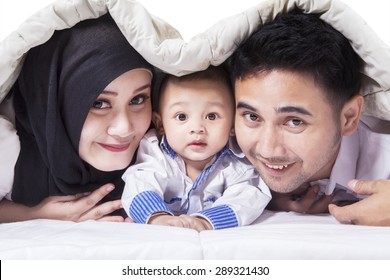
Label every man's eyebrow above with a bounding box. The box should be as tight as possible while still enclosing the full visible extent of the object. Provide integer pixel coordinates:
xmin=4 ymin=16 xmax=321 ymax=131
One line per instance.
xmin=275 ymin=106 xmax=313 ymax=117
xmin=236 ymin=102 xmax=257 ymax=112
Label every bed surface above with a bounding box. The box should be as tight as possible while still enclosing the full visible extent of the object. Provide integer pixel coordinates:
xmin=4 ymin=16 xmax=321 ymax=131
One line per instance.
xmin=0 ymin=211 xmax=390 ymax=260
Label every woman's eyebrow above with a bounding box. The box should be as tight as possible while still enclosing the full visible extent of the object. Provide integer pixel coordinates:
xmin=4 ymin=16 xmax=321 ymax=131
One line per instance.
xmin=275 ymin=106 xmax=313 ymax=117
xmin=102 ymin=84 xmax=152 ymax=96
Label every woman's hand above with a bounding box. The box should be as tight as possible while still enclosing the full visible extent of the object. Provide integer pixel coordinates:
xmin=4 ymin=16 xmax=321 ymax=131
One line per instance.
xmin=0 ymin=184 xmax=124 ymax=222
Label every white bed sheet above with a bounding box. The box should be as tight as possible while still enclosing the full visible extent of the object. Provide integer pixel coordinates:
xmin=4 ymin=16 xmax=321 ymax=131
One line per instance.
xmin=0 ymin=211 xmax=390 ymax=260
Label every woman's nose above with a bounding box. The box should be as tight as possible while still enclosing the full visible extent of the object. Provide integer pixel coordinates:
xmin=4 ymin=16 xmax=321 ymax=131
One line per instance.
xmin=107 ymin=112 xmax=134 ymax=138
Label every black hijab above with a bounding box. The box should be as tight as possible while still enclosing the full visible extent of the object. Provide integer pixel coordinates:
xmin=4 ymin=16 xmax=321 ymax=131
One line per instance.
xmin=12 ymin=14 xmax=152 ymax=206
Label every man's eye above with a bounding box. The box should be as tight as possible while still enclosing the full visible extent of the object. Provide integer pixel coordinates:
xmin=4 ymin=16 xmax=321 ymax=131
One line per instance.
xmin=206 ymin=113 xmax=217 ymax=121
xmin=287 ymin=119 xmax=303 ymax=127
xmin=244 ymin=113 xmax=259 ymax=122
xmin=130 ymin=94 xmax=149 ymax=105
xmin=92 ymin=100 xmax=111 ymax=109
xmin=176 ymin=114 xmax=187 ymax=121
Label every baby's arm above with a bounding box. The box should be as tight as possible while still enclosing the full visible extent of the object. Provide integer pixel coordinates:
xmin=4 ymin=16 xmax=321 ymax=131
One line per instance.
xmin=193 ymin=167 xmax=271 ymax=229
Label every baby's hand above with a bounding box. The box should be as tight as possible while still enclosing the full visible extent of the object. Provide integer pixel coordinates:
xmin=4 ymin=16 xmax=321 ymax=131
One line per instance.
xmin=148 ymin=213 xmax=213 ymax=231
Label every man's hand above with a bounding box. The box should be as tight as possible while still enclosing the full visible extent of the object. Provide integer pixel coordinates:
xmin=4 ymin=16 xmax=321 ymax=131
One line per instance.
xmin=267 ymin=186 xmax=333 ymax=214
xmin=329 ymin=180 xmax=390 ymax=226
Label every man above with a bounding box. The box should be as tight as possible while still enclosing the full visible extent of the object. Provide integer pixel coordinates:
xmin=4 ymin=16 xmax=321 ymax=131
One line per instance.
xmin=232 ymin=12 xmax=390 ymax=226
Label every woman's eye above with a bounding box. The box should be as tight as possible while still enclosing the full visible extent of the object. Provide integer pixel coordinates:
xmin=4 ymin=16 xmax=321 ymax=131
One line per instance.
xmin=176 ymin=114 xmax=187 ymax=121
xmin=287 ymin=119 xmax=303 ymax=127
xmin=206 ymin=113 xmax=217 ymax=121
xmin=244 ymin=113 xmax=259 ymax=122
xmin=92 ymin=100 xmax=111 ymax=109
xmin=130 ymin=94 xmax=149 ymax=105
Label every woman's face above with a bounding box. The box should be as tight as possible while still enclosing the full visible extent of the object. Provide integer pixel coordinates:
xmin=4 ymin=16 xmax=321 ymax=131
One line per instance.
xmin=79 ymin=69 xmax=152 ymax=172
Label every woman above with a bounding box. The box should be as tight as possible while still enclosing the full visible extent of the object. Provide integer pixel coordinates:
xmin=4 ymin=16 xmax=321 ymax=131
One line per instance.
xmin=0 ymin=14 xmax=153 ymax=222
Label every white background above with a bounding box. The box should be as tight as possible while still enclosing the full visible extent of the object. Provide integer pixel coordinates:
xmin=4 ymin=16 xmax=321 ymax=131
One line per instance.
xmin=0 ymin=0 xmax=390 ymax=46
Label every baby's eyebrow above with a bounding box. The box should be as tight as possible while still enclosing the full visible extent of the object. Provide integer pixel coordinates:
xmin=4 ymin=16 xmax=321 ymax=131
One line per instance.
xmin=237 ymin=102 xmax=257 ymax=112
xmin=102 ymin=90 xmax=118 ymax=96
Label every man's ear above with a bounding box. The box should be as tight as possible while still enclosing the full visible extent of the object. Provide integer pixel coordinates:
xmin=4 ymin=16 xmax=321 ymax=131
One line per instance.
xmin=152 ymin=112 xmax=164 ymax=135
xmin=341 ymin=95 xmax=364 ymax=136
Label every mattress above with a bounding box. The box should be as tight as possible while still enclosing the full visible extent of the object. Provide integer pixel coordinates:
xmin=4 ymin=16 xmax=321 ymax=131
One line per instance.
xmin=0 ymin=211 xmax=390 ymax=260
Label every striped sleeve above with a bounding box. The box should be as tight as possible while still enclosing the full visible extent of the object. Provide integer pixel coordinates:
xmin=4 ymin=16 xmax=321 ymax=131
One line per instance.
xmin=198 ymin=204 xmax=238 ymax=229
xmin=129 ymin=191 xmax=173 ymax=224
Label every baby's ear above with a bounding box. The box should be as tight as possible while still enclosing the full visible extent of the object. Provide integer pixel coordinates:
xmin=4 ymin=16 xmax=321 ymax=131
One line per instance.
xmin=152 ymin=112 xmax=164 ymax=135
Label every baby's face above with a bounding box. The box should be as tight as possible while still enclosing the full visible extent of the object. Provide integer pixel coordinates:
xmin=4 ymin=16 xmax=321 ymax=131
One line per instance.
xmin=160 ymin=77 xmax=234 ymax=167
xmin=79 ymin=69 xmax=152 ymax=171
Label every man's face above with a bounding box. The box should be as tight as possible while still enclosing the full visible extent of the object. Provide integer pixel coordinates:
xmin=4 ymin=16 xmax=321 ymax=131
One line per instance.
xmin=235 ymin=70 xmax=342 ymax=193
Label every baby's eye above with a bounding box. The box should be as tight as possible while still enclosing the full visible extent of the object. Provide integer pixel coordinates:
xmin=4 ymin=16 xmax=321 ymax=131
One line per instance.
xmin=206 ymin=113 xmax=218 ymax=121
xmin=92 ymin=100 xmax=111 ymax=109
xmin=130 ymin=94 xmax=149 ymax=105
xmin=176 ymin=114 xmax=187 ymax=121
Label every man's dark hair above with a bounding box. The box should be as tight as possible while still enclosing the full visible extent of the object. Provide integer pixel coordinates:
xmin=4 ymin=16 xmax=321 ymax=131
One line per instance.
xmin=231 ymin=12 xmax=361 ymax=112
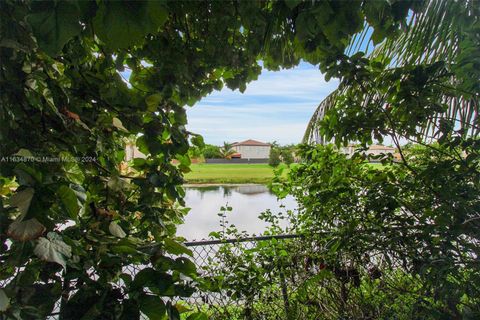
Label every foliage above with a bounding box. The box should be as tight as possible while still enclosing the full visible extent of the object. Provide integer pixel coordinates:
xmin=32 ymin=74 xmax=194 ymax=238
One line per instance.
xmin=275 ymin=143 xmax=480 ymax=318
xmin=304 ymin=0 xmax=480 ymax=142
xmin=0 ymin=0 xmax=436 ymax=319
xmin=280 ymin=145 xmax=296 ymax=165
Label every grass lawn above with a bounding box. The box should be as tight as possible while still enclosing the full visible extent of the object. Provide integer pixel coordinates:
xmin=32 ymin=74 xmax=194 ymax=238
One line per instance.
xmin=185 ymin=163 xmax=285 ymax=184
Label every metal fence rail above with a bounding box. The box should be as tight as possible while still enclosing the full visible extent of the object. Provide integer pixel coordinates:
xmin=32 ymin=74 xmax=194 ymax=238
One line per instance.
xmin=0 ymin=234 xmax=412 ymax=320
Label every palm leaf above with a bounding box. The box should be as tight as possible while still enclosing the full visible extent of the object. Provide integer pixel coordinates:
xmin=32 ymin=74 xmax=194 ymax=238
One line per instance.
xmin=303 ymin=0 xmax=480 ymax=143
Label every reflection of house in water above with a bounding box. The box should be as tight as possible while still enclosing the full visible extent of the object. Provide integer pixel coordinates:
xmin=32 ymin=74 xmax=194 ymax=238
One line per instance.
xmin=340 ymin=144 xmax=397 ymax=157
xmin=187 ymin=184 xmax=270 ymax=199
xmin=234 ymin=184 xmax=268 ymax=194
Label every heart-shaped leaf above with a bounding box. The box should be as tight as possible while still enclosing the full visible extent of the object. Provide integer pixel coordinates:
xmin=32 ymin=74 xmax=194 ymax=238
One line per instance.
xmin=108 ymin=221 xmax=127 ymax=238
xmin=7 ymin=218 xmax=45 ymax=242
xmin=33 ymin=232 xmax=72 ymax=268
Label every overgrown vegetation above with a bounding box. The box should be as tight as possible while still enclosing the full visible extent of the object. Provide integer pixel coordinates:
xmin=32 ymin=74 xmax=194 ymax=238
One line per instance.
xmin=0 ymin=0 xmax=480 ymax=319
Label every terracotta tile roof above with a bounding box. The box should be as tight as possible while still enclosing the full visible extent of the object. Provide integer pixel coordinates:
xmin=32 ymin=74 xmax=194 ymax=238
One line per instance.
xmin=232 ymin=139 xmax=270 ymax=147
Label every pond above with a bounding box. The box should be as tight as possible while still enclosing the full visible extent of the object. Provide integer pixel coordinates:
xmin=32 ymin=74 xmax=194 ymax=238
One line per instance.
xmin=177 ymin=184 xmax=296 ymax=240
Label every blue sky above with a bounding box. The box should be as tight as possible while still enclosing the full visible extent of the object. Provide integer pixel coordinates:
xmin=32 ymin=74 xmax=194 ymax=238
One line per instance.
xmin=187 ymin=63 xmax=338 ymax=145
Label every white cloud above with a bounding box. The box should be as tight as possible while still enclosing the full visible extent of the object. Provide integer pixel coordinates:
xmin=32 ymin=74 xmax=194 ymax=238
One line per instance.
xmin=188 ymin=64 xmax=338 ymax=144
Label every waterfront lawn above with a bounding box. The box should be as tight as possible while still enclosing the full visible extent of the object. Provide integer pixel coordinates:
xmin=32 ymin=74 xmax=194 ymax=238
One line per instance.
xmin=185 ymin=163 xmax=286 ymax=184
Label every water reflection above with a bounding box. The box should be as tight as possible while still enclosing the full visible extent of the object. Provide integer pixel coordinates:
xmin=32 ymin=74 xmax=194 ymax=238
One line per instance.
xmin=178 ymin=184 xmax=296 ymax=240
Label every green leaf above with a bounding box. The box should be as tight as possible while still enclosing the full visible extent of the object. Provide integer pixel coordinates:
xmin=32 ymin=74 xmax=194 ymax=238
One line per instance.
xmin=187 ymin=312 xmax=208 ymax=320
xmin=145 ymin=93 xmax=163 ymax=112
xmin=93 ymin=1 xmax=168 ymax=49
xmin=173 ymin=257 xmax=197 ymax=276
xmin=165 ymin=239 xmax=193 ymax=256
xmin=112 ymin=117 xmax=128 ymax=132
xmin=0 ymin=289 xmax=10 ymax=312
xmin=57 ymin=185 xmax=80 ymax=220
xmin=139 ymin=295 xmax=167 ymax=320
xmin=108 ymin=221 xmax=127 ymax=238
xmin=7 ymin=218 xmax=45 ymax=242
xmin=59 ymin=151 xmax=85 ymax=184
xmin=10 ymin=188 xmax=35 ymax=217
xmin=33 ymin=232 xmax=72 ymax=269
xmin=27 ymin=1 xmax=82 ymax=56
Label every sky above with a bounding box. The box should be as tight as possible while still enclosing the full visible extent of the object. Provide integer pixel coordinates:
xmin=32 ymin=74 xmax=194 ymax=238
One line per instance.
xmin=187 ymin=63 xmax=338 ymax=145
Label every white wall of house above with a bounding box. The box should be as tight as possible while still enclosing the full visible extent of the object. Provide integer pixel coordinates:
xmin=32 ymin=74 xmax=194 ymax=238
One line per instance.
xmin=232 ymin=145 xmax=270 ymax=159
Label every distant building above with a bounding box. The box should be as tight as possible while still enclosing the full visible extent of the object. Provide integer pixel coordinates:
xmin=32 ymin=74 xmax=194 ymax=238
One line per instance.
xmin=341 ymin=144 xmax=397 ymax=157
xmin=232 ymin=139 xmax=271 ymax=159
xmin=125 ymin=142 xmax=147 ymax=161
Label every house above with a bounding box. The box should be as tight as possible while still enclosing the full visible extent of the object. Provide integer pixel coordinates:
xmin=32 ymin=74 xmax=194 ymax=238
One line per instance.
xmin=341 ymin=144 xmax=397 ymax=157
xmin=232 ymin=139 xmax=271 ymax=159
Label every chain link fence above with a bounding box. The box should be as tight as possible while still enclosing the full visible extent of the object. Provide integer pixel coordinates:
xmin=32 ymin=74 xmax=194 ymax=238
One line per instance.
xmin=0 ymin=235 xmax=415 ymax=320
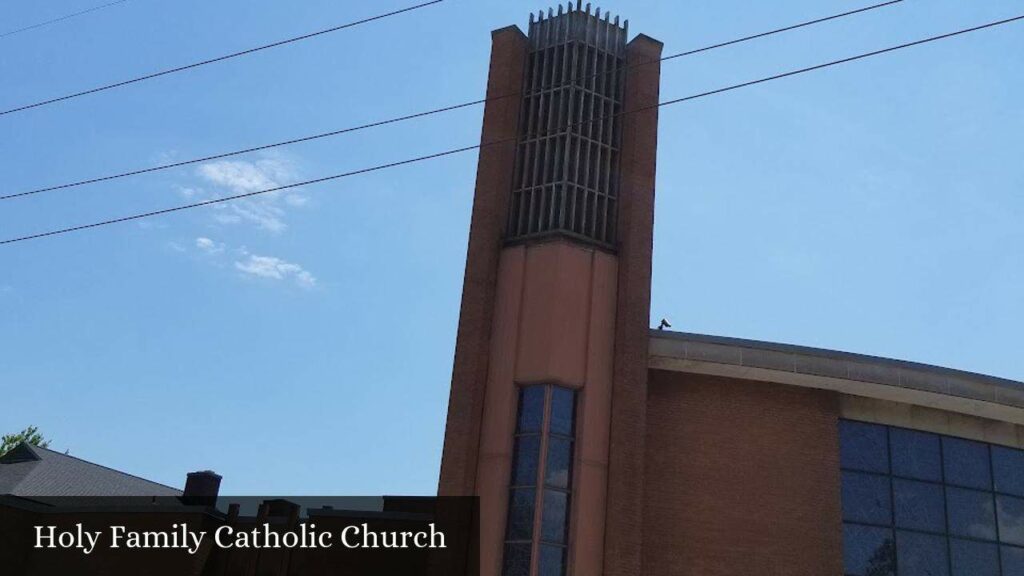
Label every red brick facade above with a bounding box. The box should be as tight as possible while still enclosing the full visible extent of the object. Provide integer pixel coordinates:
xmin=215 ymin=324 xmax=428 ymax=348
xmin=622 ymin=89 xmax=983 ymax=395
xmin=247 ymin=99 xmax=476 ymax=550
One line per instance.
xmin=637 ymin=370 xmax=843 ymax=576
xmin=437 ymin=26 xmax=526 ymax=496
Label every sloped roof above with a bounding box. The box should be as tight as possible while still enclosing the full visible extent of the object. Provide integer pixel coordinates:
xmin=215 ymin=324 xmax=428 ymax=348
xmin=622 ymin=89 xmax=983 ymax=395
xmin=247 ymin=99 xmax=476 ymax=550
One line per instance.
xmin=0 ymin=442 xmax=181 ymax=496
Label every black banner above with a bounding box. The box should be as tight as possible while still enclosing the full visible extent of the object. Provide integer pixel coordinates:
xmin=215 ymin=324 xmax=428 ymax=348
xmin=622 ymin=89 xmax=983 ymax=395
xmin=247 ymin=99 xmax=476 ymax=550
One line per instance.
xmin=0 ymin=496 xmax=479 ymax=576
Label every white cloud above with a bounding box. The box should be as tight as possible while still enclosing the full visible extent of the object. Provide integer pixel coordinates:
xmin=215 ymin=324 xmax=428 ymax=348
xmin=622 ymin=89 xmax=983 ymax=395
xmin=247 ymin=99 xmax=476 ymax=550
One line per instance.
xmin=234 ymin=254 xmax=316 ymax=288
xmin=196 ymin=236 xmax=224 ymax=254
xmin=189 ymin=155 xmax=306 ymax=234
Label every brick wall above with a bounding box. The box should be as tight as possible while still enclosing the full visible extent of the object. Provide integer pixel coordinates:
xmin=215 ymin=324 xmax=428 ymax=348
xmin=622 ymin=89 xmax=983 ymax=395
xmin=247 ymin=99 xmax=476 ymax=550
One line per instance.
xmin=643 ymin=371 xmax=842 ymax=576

**EXERCISE**
Rewrite the lines of the data above as a numbered list, starting at the line with "Label every foliage" and ending with the line with "xmin=0 ymin=234 xmax=412 ymax=320", including both. Leave out any blank lines.

**RESULT OF THIS TASK**
1. Label every foliage above with a bounding box. The box should be as tight as possible while still enclosing the full visible extent of the object. Provide integer pixel coordinates:
2. xmin=32 ymin=74 xmax=194 ymax=238
3. One line per instance.
4. xmin=275 ymin=143 xmax=480 ymax=318
5. xmin=304 ymin=0 xmax=480 ymax=142
6. xmin=0 ymin=0 xmax=436 ymax=319
7. xmin=280 ymin=145 xmax=296 ymax=165
8. Label every grass lawn above with a bounding box. The box should be as tight as possible while still enclosing the full visible extent of the object. Provide integer pixel coordinates:
9. xmin=32 ymin=74 xmax=194 ymax=238
10. One line per instance.
11. xmin=185 ymin=163 xmax=285 ymax=184
12. Label every metal fence rail above with a bounding box. The box should be as tight as possible while still enclosing the full visible extent of the object. Provide integer pixel coordinates:
13. xmin=32 ymin=74 xmax=194 ymax=238
14. One line per instance.
15. xmin=0 ymin=234 xmax=412 ymax=320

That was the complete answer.